Task description: Give every line of the material again, exactly as written.

Data shown:
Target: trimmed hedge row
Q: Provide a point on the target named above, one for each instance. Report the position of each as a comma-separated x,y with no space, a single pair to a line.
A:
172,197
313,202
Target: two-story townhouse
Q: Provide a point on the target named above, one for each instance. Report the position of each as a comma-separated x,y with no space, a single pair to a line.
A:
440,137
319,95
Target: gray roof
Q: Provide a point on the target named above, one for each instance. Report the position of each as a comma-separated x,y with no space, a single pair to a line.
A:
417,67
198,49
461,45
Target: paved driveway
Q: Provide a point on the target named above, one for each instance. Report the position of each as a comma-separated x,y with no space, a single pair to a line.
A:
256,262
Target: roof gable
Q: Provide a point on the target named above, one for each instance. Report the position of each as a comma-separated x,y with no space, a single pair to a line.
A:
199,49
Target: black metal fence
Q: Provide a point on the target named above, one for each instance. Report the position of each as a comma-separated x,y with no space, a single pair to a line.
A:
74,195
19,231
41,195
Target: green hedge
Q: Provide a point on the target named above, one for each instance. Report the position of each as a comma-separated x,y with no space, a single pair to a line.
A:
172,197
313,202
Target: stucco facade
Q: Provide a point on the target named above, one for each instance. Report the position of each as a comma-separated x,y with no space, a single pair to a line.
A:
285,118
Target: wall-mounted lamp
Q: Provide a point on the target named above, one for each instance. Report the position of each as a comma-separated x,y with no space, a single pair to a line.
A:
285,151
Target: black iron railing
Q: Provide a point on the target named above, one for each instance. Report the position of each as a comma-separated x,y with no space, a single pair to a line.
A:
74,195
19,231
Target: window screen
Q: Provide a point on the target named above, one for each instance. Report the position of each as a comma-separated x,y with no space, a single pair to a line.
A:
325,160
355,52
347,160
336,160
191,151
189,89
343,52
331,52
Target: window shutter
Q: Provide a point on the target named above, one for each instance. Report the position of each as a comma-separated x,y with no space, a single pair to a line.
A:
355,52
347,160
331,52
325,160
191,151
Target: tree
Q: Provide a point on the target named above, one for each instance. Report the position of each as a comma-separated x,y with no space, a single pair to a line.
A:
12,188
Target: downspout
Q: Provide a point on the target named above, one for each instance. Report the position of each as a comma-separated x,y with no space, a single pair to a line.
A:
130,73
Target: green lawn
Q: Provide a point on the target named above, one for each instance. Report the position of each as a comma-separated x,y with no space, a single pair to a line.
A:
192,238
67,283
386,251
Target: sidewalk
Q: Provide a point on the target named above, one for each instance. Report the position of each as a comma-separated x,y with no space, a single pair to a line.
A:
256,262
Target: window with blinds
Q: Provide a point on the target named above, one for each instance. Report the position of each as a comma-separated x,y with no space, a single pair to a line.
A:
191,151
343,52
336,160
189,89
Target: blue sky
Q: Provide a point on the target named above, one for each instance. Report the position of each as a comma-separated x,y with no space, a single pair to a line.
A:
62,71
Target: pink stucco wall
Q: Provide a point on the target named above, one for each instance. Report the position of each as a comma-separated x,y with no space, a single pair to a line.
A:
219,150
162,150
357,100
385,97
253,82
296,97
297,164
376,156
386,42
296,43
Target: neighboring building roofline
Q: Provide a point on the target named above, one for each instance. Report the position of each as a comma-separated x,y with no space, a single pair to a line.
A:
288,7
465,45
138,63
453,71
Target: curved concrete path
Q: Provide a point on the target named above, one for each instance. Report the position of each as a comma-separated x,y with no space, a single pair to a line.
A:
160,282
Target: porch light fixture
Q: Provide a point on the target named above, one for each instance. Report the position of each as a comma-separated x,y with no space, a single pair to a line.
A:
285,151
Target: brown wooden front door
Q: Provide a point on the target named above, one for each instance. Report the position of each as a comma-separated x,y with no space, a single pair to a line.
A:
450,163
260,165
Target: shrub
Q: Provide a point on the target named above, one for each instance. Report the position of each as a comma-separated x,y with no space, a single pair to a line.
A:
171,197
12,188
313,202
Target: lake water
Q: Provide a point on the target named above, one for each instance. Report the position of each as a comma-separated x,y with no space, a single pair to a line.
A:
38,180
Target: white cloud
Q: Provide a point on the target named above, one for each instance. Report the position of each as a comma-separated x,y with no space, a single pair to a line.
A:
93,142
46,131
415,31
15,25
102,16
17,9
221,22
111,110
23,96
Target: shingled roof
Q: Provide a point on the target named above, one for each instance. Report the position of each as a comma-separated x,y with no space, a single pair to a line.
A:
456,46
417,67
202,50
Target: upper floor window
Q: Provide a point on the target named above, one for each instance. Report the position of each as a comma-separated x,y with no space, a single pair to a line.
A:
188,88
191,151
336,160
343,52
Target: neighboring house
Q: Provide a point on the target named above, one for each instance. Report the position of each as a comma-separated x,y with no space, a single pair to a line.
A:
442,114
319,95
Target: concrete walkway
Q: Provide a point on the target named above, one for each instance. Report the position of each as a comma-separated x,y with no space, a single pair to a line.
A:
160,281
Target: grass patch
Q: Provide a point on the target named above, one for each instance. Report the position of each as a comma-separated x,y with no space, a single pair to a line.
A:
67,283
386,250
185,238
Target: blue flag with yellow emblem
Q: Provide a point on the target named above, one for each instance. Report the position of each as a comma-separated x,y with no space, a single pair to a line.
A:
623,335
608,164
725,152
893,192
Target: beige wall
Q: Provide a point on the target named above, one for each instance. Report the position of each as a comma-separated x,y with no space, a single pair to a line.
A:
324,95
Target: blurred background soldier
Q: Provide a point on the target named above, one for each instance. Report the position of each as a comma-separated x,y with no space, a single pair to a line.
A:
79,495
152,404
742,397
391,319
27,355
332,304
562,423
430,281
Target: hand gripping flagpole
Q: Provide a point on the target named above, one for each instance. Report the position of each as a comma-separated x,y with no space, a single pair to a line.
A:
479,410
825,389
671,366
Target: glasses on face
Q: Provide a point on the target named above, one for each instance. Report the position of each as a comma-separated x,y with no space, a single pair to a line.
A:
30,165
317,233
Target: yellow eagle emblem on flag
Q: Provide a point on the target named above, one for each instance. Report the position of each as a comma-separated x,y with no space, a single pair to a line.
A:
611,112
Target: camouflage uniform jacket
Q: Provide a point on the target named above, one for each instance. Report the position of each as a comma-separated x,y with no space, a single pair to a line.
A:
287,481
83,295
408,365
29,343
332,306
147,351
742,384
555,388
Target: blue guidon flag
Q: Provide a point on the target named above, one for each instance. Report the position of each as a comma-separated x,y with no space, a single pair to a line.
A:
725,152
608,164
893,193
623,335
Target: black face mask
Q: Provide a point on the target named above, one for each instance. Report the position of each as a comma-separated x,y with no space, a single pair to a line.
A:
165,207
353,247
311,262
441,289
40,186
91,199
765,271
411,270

Result of the exercise:
Target: trimmed hedge row
Q: Provide a point on the target named above, one for each instance. Report the position of each as a comma-separated x,y with no space, a single pair to a line.
A:
172,197
313,202
Target: two-story townhouse
Q: Provide a point on the target named above, one for each instance. Report the position of each as a comma-separated x,y with no space, a single pair to a line.
A:
440,137
319,95
Target: gray roof
Q: Provide a point on the target named above, one for each instance. Report the position of each as a comma-separated x,y with no space, a single pair to a line.
A:
417,67
198,49
461,45
Target: paved driveway
Q: Provide a point on the target named above, one for each instance. Report the position of each as a comma-separated x,y with no space, a single pair to a line.
A:
256,262
Target: roof gable
Q: Provide a point on the target named above, one for each instance. Report the position of each as a comma-separated x,y with no space, a single pair to a line.
A:
199,49
Target: black metal fence
Q: Provide a point on the target named above, one for each instance. Report the position of each as a comma-separated x,y with no space, a single pair to a line.
A:
74,195
19,231
41,195
Target: green hedge
Q: Provide a point on the target named above, one for each instance. Report the position of each as a comma-separated x,y with no space, a single pair to a line.
A:
172,197
313,202
Target: stucco facade
Q: Provide a point on the target named above, one for each instance. Report the position of each as a comma-separated x,y with no space, a single pair to a line.
A:
285,118
Target: wall-mounted lamp
Q: Provide a point on the target named above, one for each instance. Report the position of each as a comma-separated x,y with no space, a single pair to a line.
A:
285,151
Target: black iron railing
Q: Provide a point on the target named above, one for each instance. Report the position of each as a comma-separated x,y with no space, a single pair to a line.
A:
74,195
19,231
Target: window screen
Q: Provide a point on the target named above, one for each instance. Report the position of each as a comma-separated x,y with no space, a single pair to a line.
A:
325,160
355,52
347,160
336,160
191,151
189,89
343,52
331,52
Target: window shutter
Q: Provide a point on the target named above, one for each instance. Report the position of each as a comma-separated x,y with no space, a single pair to a line.
A:
355,52
347,160
331,52
325,160
191,151
Target: tree
Q: Provide a point on the target named above, one for each instance. Report the position of each as a comma-separated x,y with no space, a single pair to a line.
A:
12,188
Target: downspout
Q: Provide a point on the target named above, one for each instance. Report the position of each as a comma-separated x,y with no space, a single pair to a line.
A:
130,73
Target: green lawn
Q: Provide a point on the target named above, one for each instance. Report the position of each as a comma-separated x,y with no space, a single pair to a line.
A:
192,238
67,283
386,251
Target: sidewalk
Q: Provide a point on the target named above, one for each instance. Report the position of each as a comma-separated x,y with no space, a single pair to a line.
A:
256,262
Target: window with blinds
Q: Provide a point on the target named above, one for each instance. Report the position of each as a comma-separated x,y with no space, a single pair to a line.
A:
191,151
343,52
336,160
189,89
Target: blue sky
Q: Provide a point on the target named above, one for each instance. Report the position of each as a comma-separated x,y with no space, a single pair to a line.
A:
62,71
Target: pink stucco wall
Q: Provide a point on the target named above, one for each instance. Report the position of each as a comma-separated x,y with no space, a single pair to a line.
A:
219,150
162,150
357,100
385,97
253,82
296,97
297,164
376,156
386,42
296,43
Target: neighboring building roofline
Q: Provide a point on the target named above, one for each instance. Report the position of each as a comma-separated x,y with no space, a single pair to a line.
A:
288,7
465,45
138,63
453,71
Target: curved concrete path
Q: Provide a point on the target named above, one for each instance. Report the position of each as a comma-separated x,y with no space, a single pair to a line.
A:
160,282
Target: porch light fixture
Q: Provide a point on the target named above, one for each instance. Report the position of each as a comma-separated x,y with no space, a single pair to a line.
A:
285,151
Target: brown wooden front door
Q: Provide a point on the target named above, one for each instance. Report the position of each as a comma-separated x,y with no space, a single pair to a line.
A:
450,163
260,165
Target: shrub
Q: Provide a point on the target named above, one for each instance. Report the position of each as a comma-separated x,y with no space, a single pair to a line.
A:
171,197
12,188
313,202
Target: lake water
Q: Provide a point on the target named above, one for each instance. Report the position of each as a comma-separated x,y with no space, a single pair to a line.
A:
38,180
Target: white cloud
Q: Provide a point on the target named above, one for each instance. Report the position of each as a comma-separated x,y with no space, a single pair to a line.
A:
93,142
46,131
415,31
15,25
102,16
17,9
221,22
111,110
23,96
Target: shingled roof
Q: Provide a point on the target named above, one for each instance. Report the position of each as a comma-separated x,y with no space, a single pair to a line.
A:
456,46
417,67
202,50
Target: upper floor window
Q: Provide a point on the target named above, one for each instance. Report the position of each as a comma-separated x,y with no space, a single pair to a line.
A:
188,88
191,151
336,160
343,52
Target: neighboring house
Q: Provide a point on the target named above, one for each instance. Report the position of each as a comma-separated x,y with no space, a single pair to a line.
A:
442,114
319,95
Target: concrete walkway
Q: Provide a point on the target named above, one for each instance. Report the position of each as a comma-separated x,y with no space, a single pair to a line.
A:
160,281
Target: grass patch
Q: Provide a point on the target named above, one for each instance. Report the position of each as a comma-separated x,y with no space, a single pair to a line.
A:
67,283
386,250
185,238
Target: blue flag with yellow emblem
Q: Provide a point on the target named above, one for each instance. Report the position of each as a comma-separated x,y with no space, a single pair to a line.
A:
623,335
608,164
725,152
893,192
Target: beige wall
Q: Provide a point on the target named above, one for each instance. Report the position of each as a comma-separated x,y with no space, a single pair to a line.
A:
324,95
Target: blurred background soldier
Q: Provide a point on the target named above, one for each instance. Report the position of each as a comma-separated x,y with no space, a single pair to a line.
A:
79,495
152,404
742,397
391,319
27,355
332,304
562,423
430,281
Target: hand gripping flagpole
Q: Provide a point on the target named above, one for each instance. Report the position of each as a comma-separated x,y with no space, a single pair to a line.
A:
479,410
825,389
671,366
Target: glasses on face
Q: Provide a point on the target named above, one for each instance. Report the position of each as a comma-separated x,y with no space, a single pair to a line.
A:
30,165
317,233
Target: yellow eagle emblem on flag
Q: Provide a point on the target named above, one for each instance. Report the position of each as a comma-separated x,y with no space, a single pair to a line.
A:
611,112
Target: camouflage uniform jacket
Q: Provide a point on the target named above, one for each instance. Report the position of each as a comma-separated x,y with no space, a single pair to a line.
A:
287,481
83,295
408,365
29,343
332,306
147,351
742,384
555,388
Target: blue guidon flag
Q: Provide a point on the target named above, one for each instance. Report the position of each as a comma-separated x,y with no space, a single pair to a line.
A:
725,152
608,164
893,193
623,335
Target: black face mask
Q: Provide a point on the target named above, one for each instance. Report the position of each as a comma-separated x,y with no space, a single pair to a line.
A:
165,207
353,247
311,262
441,289
40,186
91,199
765,271
411,270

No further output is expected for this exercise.